GOAL:
Pick up the KIP-466 discussion thread on list serialization at the point where it stops, and keep writing it.

EXTRACT:
Re: [DISCUSS] KIP-466: Add support for List serialization and deserialization

For encoding the list-type: I see John's point about re-encoding the
list-type redundantly. However, I also don't like the idea that the
Deserializer returns a fixed type...

Maybe it's best allow users to specify the target list type on
deserialization via config?

Similar for the primitive types: I don't think we need to encode the
type size, but users could specify the type on the deserializer (via a
config again)?


About generics: nesting could be arbitrarily deep. Hence, I doubt we can
support this and a cast will be necessary at some point in the user code.



-Matthias



On 6/20/19 1:21 PM, John Roesler wrote:
> Hey Daniyar,
> 
> Thanks for looking at it!
> 
> Something like your screenshot is more along the lines of what I was
> thinking. Sorry, but I didn't follow what you mean, how would that not
> be "vanilla java"?
> 
> Unfortunately the deserializer needs more information, though. For
> example, what if the inner type is a Map? The serde could
> only be used to produce a LinkedList, thus, we'd still need an
> inner serde, like you have in the KIP (Serde innerSerde).
> 
> Something more like Serde> = Serdes.listSerde(
>   /**list type**/ LinkedList.class,
>   /**inner serde**/ new MyRecordSerde()

RECORDED DATA:

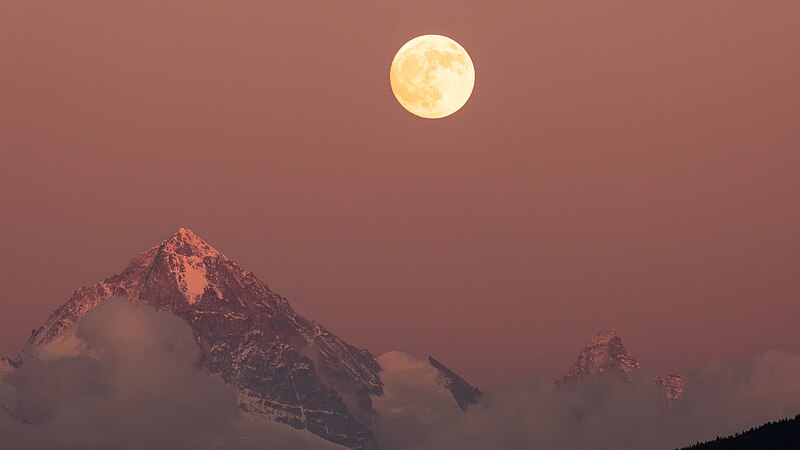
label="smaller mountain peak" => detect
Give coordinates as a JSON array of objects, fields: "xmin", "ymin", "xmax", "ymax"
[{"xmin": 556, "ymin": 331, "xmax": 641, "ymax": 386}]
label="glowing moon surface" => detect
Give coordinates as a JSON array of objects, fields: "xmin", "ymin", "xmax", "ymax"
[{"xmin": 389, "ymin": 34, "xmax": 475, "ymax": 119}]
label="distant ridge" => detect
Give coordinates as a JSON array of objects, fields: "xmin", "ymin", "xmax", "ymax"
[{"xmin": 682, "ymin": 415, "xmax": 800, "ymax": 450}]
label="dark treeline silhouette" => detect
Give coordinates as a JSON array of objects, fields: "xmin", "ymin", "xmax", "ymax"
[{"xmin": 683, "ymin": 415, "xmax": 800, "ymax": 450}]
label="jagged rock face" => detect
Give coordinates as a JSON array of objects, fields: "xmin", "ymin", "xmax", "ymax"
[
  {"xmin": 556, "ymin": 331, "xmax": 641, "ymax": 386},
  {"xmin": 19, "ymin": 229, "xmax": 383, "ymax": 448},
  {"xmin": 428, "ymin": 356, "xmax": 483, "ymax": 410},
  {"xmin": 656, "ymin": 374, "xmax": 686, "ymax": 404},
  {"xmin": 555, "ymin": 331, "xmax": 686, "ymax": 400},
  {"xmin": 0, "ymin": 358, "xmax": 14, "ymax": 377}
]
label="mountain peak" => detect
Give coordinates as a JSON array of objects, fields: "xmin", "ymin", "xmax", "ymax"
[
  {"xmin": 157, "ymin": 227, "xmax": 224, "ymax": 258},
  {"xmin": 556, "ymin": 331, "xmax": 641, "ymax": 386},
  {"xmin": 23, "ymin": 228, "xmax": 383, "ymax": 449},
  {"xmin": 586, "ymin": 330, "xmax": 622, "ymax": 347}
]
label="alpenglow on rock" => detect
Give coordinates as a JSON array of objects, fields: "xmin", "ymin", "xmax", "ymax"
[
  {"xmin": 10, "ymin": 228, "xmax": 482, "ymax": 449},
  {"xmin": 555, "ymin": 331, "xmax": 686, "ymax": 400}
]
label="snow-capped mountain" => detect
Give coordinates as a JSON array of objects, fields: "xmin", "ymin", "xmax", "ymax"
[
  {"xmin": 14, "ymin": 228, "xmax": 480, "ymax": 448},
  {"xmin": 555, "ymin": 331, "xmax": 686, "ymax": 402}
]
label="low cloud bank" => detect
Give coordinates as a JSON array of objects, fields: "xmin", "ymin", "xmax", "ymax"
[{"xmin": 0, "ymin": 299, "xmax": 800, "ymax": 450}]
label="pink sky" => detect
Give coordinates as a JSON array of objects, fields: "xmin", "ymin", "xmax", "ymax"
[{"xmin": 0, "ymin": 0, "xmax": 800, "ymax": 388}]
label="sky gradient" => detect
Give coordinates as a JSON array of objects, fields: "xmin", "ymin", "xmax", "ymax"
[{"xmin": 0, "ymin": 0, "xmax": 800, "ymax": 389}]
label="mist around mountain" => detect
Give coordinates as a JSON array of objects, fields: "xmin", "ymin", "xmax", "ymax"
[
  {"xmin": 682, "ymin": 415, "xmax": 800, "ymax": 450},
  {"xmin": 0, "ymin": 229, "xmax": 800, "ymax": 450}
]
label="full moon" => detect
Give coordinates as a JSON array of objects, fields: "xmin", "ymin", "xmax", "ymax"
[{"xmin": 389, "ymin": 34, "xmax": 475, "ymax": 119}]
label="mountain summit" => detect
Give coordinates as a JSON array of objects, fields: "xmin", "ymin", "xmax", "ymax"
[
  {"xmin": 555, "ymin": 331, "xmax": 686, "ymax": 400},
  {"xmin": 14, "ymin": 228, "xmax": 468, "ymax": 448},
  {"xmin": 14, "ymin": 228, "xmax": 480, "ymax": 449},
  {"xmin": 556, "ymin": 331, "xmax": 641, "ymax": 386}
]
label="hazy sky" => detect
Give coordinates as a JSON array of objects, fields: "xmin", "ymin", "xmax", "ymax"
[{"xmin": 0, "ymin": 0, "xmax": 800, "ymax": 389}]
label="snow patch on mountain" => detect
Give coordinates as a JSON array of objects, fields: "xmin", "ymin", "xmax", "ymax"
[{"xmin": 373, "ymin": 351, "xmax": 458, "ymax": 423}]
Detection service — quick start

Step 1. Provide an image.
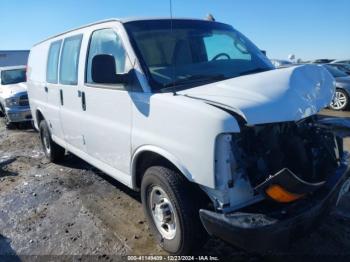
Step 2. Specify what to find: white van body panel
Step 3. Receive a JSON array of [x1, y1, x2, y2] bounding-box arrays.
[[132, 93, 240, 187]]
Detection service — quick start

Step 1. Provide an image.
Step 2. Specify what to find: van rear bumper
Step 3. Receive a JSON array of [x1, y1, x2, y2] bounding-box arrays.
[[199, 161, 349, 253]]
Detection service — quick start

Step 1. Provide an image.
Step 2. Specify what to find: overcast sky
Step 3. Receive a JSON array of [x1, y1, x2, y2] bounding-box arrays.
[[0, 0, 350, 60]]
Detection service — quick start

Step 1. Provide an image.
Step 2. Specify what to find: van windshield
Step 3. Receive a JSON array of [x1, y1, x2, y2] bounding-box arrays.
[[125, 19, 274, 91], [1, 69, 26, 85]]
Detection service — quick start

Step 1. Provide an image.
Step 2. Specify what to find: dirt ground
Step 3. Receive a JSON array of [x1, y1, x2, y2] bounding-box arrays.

REPLY:
> )
> 
> And in configuration, it's something like:
> default.key.serde: org...ListSerde
> default.key.list.serde.type: java.util.LinkedList
> default.key.list.serde.inner: com.mycompany.MyRecordSerde
> 
> 
> What do you think?
> Thanks,
> -John
> 
> On Thu, Jun 20, 2019 at 2:46 PM Development  > wrote:
> 
> Hey John,
> 
> I gave read about TypeReference. It could work for the list serde.
> However, it is not directly
> supported: https://github.com/FasterXML/jackson-databind/issues/1490
> The only way is to pass an actual class object into the constructor,
> something like:
> 
> It could be an option, but not a pretty one. What do you think of my
> approach to use vanilla java and canonical class name? (As described
> previously)
> 
> Best,
> Daniyar Yeralin
> 
>> On Jun 20, 2019, at 2:45 PM, Development > > wrote:
>>
>> Hi John,
>>
>> Thank you for your input! Yes, my idea looks a little bit over
>> engineered :)
>>
>> I also wanted to see a feedback from Mathias as well since he gave
>> me an idea about storing fixed/variable size entries.
>>
>> Best,
>> Daniyar Yeralin
>>
>>> On Jun 18, 2019, at 6:06 PM, John Roesler >> > wrote:
>>>
>>> Hi Daniyar,
>>>
>>> That's a very clever solution!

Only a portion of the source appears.